- **INSTRUCTIONS TO FOLLOW**
Write out the lines of the material below as a JSON list of strings, one string per line with blank lines skipped, starting with the line containing "negative clicks: (352, 115)" and going on through the line containing "box: [122, 160, 155, 215]".

- **GIVEN INFORMATION**
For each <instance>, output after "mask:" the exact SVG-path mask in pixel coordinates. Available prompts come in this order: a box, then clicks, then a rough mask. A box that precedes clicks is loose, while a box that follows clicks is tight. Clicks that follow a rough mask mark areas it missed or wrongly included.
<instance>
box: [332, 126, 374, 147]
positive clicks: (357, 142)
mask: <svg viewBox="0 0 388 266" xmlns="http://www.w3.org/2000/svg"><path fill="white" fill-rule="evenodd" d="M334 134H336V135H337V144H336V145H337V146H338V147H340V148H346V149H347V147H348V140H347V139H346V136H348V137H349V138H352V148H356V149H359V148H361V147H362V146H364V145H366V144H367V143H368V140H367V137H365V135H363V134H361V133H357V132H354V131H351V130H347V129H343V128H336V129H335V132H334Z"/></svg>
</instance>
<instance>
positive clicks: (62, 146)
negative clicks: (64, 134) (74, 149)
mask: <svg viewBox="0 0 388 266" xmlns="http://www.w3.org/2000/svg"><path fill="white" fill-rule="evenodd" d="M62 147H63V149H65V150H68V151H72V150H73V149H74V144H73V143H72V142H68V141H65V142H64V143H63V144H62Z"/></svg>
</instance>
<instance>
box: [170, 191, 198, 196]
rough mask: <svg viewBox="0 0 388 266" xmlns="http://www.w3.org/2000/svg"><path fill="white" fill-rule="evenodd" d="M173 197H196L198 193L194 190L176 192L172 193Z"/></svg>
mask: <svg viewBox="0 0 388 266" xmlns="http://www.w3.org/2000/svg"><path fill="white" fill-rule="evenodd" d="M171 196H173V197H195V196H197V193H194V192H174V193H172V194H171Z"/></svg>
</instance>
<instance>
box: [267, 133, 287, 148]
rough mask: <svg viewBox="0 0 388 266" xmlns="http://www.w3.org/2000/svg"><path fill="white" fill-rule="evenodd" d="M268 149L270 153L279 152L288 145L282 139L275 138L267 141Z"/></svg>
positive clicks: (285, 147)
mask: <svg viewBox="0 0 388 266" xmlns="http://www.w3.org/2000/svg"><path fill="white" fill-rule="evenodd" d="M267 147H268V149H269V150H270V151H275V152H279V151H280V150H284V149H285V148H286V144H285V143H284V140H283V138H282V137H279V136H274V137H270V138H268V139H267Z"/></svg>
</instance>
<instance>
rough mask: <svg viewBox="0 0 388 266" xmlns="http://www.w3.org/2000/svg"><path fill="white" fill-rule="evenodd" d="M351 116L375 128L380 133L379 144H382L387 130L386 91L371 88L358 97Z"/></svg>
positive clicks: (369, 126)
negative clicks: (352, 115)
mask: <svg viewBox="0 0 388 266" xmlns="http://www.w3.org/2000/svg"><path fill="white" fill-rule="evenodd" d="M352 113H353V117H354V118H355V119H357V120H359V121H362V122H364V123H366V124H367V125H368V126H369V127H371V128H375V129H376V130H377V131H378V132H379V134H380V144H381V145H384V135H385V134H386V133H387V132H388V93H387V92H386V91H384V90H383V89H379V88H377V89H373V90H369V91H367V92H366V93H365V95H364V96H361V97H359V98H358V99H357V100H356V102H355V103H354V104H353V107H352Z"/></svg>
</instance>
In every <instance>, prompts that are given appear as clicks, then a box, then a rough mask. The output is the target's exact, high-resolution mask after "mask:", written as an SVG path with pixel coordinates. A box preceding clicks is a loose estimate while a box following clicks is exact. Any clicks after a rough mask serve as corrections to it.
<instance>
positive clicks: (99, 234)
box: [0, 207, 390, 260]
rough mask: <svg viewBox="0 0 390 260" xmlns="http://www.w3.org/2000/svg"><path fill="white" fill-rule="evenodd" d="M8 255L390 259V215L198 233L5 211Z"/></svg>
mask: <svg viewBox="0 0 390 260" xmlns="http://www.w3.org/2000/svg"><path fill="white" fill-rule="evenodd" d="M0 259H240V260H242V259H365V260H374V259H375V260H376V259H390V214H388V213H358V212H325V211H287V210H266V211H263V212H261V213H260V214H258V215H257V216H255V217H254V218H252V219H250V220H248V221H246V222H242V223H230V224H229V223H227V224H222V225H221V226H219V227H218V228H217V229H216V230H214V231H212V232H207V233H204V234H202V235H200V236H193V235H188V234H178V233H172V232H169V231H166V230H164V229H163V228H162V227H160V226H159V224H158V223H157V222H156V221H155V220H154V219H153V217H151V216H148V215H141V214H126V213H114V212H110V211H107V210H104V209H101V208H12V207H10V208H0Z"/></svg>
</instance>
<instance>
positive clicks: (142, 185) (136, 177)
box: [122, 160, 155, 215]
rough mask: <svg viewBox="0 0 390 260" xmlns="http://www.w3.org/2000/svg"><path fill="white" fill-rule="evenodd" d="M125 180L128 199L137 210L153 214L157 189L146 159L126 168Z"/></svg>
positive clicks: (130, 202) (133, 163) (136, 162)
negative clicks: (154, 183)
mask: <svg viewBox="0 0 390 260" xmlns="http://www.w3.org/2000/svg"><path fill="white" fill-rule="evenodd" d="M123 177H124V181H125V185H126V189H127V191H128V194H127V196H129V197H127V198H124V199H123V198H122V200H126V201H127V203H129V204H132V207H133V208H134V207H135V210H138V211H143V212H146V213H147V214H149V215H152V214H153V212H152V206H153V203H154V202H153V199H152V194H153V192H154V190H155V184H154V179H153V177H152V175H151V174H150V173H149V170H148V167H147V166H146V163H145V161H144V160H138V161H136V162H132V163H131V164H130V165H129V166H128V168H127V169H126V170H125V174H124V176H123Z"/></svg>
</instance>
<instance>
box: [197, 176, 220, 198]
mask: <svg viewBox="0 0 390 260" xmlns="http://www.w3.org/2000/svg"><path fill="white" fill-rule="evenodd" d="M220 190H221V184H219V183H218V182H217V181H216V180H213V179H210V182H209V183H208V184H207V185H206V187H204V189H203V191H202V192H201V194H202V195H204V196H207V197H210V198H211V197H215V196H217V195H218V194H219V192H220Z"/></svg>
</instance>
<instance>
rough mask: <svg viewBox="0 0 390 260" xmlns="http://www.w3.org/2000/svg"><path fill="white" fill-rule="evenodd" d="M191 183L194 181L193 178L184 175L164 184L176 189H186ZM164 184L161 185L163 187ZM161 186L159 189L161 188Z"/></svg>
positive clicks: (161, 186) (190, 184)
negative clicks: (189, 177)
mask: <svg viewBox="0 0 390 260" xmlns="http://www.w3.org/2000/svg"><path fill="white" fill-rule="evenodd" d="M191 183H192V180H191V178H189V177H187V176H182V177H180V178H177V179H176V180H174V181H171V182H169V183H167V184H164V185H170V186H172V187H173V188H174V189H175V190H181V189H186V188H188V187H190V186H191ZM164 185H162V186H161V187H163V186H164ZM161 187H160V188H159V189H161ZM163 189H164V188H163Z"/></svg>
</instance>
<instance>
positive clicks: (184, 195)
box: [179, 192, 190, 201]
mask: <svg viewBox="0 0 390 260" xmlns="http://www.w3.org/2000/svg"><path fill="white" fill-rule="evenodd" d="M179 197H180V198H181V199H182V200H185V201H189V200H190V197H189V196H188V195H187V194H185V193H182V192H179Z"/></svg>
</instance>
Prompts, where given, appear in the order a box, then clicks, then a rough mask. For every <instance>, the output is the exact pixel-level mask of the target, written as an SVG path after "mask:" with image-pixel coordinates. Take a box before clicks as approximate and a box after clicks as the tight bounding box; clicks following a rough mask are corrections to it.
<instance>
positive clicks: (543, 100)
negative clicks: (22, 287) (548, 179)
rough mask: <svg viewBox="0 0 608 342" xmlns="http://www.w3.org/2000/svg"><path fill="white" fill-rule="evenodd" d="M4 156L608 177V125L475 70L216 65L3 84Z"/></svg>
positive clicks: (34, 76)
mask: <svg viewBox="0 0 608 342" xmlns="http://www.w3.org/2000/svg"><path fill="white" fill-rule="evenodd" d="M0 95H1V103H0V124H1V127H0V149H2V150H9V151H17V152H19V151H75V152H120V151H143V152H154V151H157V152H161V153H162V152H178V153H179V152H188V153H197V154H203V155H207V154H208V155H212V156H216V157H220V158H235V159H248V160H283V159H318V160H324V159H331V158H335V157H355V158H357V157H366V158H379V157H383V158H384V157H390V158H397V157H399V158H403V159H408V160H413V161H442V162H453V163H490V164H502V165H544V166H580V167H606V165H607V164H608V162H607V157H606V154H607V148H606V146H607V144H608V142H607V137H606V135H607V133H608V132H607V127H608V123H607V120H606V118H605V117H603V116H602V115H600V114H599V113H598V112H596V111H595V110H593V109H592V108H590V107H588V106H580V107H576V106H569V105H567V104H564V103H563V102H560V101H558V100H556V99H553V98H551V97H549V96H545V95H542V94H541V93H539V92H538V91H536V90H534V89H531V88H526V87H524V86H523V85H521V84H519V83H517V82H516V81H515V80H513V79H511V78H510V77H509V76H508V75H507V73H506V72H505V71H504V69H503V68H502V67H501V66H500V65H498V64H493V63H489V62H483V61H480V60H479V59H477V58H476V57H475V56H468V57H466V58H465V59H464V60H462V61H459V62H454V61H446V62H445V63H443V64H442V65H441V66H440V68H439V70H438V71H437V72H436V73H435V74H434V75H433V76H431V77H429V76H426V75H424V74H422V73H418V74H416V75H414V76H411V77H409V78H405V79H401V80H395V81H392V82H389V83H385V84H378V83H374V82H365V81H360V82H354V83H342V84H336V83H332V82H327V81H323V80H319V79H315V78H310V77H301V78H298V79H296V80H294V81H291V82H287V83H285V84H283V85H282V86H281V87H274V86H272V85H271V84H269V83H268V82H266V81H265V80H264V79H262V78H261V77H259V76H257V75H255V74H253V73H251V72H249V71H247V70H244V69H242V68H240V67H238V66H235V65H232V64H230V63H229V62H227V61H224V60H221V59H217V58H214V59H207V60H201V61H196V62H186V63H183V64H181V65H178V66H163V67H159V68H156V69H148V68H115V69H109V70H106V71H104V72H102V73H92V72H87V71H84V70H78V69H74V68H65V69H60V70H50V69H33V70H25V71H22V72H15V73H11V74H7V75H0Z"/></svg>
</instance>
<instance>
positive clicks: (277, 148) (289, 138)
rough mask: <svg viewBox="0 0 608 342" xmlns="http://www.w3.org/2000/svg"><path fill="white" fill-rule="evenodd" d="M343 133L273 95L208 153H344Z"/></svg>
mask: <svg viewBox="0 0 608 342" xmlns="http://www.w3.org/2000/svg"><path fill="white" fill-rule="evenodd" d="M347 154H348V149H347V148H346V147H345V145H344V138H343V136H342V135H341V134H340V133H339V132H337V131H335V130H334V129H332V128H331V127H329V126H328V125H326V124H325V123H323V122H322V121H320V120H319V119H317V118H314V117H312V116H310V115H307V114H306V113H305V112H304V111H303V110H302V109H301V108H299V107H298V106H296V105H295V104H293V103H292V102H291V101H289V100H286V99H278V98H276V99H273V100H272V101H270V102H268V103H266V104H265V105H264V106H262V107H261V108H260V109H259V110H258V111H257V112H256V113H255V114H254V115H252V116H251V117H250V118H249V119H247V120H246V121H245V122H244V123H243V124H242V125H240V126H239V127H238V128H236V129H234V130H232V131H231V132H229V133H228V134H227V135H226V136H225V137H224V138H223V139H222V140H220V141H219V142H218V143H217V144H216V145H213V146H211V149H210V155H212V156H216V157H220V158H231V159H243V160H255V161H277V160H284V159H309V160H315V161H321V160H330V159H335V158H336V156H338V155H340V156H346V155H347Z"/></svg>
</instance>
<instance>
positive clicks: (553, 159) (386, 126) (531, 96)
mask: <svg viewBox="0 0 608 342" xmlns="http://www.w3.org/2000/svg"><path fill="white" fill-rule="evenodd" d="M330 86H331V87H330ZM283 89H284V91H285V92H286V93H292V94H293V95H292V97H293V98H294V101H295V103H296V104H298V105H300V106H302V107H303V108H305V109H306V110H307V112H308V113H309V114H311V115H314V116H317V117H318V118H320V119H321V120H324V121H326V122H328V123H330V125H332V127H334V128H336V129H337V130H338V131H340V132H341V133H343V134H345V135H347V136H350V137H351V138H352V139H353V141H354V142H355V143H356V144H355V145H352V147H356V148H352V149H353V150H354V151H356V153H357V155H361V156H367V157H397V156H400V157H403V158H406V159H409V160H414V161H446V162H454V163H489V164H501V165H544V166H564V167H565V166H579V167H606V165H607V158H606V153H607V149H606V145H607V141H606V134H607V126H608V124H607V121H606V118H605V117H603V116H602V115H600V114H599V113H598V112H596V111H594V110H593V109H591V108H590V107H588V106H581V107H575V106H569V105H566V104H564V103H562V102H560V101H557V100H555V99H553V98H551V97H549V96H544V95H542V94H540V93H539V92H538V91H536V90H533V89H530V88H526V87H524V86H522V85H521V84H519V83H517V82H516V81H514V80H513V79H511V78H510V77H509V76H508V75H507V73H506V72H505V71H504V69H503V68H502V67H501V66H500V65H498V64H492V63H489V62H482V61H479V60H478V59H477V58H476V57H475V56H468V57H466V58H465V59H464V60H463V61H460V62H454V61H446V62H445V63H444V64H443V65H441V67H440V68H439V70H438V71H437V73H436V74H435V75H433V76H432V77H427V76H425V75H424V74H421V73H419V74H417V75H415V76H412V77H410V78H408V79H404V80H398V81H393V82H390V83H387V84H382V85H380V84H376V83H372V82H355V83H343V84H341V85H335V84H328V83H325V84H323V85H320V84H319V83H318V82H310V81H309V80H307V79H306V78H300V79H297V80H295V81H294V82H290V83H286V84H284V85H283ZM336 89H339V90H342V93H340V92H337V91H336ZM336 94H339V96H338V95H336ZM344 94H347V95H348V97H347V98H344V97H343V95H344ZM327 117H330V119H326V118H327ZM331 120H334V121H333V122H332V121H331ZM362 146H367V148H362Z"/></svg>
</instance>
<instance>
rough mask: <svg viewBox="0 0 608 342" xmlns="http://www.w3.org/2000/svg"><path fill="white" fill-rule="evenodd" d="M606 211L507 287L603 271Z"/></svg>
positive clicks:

- **TASK SOLUTION**
[
  "negative clicks: (352, 115)",
  "mask: <svg viewBox=\"0 0 388 266\" xmlns=\"http://www.w3.org/2000/svg\"><path fill=\"white\" fill-rule=\"evenodd\" d=\"M352 113H353V117H354V118H355V119H357V120H359V121H362V122H364V123H366V124H367V125H368V126H369V127H371V128H375V129H376V130H377V131H378V132H379V134H380V144H381V145H384V135H385V134H386V133H387V132H388V93H387V92H386V91H384V90H383V89H379V88H377V89H373V90H369V91H367V92H366V93H365V95H364V96H361V97H359V98H358V99H357V100H356V102H355V103H354V104H353V107H352Z\"/></svg>",
  "</instance>",
  "In every <instance>, prompts that are given appear as clicks, then a box, then a rough mask. The output is the target's exact, high-resolution mask after \"mask:\", written as an SVG path with pixel coordinates. A box preceding clicks is a loose estimate while a box following clicks is exact. Any clicks after a rough mask serve as corrections to it.",
  "<instance>",
  "positive clicks: (99, 234)",
  "box: [0, 207, 390, 260]",
  "rough mask: <svg viewBox=\"0 0 390 260\" xmlns=\"http://www.w3.org/2000/svg\"><path fill=\"white\" fill-rule=\"evenodd\" d=\"M8 255L390 259V215L198 233L5 211Z\"/></svg>",
  "mask: <svg viewBox=\"0 0 390 260\" xmlns=\"http://www.w3.org/2000/svg\"><path fill=\"white\" fill-rule=\"evenodd\" d=\"M0 259H240V260H242V259H365V260H374V259H375V260H376V259H390V214H388V213H358V212H325V211H287V210H266V211H263V212H261V213H260V214H258V215H257V216H255V217H254V218H252V219H250V220H248V221H246V222H242V223H230V224H229V223H227V224H222V225H221V226H219V227H218V228H217V229H216V230H214V231H212V232H207V233H204V234H202V235H200V236H193V235H188V234H178V233H172V232H169V231H166V230H164V229H163V228H162V227H160V226H159V224H158V223H157V222H156V221H155V220H154V219H153V217H151V216H148V215H141V214H126V213H114V212H110V211H107V210H104V209H101V208H12V207H10V208H0Z\"/></svg>",
  "</instance>",
  "<instance>",
  "positive clicks: (142, 185) (136, 177)",
  "box: [122, 160, 155, 215]"
]